◆ Given exercise
Give the entries again, word for word.

◆ Available records
-- start --

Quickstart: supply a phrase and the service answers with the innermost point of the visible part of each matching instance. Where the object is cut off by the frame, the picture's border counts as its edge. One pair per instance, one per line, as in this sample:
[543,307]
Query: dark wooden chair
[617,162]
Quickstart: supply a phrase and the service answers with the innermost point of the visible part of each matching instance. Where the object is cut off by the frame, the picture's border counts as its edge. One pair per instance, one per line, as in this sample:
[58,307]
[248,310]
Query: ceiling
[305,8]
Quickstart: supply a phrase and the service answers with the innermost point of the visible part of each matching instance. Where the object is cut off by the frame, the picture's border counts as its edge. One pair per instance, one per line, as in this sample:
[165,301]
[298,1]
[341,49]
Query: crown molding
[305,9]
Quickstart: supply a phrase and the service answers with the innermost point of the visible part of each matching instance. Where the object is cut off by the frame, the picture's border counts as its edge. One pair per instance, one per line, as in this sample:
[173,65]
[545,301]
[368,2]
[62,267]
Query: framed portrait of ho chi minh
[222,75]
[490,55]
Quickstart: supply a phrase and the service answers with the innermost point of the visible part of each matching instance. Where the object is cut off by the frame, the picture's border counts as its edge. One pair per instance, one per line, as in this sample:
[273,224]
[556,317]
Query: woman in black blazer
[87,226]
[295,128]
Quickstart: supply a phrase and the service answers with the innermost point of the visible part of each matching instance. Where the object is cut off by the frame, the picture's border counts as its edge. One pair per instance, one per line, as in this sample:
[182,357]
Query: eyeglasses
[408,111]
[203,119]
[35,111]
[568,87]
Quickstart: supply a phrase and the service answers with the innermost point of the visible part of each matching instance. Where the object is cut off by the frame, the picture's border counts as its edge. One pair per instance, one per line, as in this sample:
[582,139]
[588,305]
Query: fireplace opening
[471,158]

-- end --

◆ The response
Quickstart: supply a phrase and the service answers with the innermost point of the visible part of each matching instance. Where the object is cut off by the frame, the picture's border counts as its edge. One pair per instance, one per line, as in this sample:
[543,307]
Query: dark wooden chair
[617,162]
Quickstart: supply a phrase and the service answers with the innermost point of the visible part of each matching instance. Where the object is cut off by the frame, the picture's border counts as its edge. One pair per instance, one per line, as in this sample:
[58,307]
[248,310]
Query: ceiling
[305,8]
Quickstart: supply a phrase and the service answers with the innermost point of the visible part of each matching instance. Where the object is cut off by the frame, the picture's border counts as its edge. One pair per instance, one per line, as in this sample:
[165,301]
[298,1]
[341,49]
Query: crown molding
[305,9]
Quickstart: supply a phrase and the service answers with the innermost point of the visible part of each matching instance. Where the object is cut off by the frame, the picture's border counts as its edge. One pair per instance, one per line, as in this sample:
[173,65]
[545,301]
[368,2]
[62,267]
Query: framed portrait of ho chi minh
[222,75]
[490,55]
Quickstart: supply a phrase and the service answers with the innermost point of the visible part of each matching instance. Where the object is cut off by the frame, the picture's border counts as its edge. One pair per instance, one per line, as in this sample:
[273,224]
[556,317]
Query: woman in black blazer
[87,226]
[295,128]
Quickstart: supply a phrase and the service answers with the innermost point of the visible part of each matching instance. Where the object is cut off by the frame, the picture's border counts as its edge. One pair per instance, one per line, as in this sample:
[182,357]
Query: eyeglasses
[408,111]
[203,119]
[35,111]
[568,87]
Quickstart: supply a phrase and the service answers with the innermost point of the visible part of each matching instance. Where the object is cut off by the frame, the picture's border counts as its edge. One pair per instance, one per line, as in this sample:
[582,139]
[588,305]
Query: fireplace opening
[471,158]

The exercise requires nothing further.